GOAL:
Extract each of the lines below that contains the string "guardrail", copying those lines in full. Case counts: match uppercase and lowercase letters exactly.

Location labeling records:
-=-=-=-=-

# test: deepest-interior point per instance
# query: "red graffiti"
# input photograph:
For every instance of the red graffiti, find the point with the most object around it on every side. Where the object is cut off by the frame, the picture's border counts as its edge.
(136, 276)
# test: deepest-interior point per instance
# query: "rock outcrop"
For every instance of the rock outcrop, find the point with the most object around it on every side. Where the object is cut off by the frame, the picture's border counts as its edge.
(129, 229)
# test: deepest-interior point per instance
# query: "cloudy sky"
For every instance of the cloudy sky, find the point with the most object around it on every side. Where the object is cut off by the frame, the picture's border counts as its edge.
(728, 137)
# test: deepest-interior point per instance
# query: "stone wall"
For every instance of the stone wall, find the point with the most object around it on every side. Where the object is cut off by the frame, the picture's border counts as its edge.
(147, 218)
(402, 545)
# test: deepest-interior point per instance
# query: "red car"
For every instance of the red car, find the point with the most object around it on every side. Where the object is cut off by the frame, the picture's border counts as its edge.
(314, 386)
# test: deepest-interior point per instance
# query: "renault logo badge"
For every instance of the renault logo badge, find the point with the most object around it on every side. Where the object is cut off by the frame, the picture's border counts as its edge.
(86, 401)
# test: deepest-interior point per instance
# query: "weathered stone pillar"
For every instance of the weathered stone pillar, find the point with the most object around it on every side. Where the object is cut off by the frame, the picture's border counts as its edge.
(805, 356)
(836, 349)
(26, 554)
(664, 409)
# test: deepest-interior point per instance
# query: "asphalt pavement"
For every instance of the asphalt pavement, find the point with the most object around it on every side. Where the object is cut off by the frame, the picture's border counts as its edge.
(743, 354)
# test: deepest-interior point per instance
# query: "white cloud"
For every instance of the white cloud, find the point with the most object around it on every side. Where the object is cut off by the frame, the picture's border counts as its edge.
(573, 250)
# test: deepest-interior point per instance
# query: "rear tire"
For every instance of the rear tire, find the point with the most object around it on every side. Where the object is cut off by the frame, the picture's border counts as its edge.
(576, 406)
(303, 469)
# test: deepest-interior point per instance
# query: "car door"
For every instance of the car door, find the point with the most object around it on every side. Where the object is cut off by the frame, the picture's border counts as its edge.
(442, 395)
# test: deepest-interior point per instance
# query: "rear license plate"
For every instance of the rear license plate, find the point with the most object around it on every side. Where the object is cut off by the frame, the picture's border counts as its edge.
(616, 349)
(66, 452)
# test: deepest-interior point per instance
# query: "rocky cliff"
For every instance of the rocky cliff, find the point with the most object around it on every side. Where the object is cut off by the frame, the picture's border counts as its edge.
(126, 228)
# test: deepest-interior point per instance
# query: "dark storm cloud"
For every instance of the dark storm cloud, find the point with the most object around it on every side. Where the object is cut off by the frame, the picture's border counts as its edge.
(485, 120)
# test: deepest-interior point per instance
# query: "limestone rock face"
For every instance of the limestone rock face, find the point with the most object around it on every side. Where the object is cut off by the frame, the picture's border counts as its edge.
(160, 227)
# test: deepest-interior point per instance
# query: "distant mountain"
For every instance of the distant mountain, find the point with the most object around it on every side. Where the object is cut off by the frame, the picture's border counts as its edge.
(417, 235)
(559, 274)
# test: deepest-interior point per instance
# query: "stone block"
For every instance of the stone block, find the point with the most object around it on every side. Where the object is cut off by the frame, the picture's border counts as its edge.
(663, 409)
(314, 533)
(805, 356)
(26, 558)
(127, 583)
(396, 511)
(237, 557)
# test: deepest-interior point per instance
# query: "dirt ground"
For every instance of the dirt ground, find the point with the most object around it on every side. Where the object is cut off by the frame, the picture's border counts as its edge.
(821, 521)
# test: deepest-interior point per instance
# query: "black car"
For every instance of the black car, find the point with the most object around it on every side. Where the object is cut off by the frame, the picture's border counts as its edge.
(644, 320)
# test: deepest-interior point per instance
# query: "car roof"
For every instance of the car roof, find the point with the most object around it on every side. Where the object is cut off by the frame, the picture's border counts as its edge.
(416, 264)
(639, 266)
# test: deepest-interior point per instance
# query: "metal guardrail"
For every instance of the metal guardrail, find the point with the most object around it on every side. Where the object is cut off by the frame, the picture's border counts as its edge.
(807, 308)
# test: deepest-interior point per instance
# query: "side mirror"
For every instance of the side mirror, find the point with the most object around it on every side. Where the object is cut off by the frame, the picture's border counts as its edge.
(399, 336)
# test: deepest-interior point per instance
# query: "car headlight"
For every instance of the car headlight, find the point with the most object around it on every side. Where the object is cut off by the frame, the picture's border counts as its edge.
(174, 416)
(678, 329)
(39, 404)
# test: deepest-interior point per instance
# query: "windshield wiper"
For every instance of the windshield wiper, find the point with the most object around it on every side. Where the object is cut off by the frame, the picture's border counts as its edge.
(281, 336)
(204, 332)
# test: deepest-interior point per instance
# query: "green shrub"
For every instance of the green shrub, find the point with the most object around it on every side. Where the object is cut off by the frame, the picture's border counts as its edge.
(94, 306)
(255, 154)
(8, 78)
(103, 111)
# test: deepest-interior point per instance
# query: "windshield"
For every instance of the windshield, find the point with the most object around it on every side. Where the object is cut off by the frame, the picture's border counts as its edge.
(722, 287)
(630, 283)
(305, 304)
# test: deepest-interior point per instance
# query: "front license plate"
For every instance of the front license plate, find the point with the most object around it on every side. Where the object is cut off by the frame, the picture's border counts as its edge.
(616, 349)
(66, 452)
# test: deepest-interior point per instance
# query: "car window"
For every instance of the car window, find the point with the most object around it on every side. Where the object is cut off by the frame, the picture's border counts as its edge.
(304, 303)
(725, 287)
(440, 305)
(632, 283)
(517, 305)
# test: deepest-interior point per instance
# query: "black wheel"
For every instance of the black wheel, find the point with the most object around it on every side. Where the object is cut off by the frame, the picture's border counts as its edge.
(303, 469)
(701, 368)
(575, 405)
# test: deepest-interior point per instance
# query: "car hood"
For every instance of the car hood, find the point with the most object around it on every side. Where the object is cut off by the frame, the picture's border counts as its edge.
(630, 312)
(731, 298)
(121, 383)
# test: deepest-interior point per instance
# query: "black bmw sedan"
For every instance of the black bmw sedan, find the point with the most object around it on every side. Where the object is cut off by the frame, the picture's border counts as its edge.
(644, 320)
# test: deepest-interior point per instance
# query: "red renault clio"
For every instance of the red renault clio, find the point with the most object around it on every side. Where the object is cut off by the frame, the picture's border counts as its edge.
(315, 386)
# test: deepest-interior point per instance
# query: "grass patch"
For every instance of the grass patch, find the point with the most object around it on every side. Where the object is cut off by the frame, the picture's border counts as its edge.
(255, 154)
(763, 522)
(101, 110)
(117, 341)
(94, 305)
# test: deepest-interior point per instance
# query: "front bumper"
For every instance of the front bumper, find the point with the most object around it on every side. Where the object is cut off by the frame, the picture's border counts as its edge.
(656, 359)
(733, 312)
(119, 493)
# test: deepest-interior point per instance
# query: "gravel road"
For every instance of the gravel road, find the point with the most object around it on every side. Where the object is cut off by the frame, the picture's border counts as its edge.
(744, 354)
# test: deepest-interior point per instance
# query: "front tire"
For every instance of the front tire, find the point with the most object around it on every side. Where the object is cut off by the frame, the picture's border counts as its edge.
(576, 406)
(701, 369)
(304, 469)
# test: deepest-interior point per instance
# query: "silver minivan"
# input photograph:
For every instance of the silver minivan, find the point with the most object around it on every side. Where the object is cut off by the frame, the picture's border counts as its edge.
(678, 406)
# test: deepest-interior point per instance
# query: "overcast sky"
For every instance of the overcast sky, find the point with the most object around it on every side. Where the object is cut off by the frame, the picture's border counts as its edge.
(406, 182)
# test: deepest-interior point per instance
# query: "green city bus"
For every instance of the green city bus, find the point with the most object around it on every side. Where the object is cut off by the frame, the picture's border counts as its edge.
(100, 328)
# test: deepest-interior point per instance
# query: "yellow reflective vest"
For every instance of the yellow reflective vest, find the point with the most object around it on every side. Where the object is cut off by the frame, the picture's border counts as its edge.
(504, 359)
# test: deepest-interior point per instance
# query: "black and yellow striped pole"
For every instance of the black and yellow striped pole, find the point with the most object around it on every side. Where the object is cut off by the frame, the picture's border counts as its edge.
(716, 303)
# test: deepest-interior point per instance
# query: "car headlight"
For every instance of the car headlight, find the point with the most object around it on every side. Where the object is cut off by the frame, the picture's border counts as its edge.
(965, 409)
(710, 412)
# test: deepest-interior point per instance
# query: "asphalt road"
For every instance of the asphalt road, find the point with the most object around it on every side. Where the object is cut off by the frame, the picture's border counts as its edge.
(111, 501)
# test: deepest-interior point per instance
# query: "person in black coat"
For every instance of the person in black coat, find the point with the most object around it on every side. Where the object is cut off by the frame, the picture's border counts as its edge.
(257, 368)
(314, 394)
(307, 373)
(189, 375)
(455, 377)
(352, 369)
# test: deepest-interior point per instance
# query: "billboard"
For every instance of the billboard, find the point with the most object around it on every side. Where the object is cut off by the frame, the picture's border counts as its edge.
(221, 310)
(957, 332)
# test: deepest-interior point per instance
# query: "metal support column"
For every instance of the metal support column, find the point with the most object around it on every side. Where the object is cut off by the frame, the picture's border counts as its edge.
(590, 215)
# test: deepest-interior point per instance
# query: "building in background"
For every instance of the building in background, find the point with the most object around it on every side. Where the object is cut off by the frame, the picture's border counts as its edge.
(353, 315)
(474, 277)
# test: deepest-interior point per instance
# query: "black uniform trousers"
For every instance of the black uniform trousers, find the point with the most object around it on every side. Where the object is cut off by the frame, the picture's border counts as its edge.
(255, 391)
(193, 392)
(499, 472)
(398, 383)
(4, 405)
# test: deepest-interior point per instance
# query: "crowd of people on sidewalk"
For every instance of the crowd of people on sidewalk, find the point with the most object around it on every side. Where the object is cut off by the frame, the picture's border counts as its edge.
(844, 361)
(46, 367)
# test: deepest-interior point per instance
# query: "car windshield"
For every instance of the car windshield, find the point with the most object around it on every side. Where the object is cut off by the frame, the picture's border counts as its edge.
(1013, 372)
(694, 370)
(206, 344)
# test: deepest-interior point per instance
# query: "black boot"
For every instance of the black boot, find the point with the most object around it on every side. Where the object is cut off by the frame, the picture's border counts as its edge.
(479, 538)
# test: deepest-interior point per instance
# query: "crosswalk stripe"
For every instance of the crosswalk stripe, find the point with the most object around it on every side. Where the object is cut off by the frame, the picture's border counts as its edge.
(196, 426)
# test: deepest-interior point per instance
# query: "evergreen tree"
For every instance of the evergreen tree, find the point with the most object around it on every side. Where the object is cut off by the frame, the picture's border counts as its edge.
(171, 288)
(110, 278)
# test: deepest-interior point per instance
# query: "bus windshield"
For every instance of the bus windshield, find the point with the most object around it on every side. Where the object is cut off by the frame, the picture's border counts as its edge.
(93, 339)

-=-=-=-=-

THE COMPLETED TASK:
# query: "metal guardrail"
For every instance of the metal guardrail, find the point with the most object around it on every side. Where the object is cut off by the frame, the picture's border counts as its edge.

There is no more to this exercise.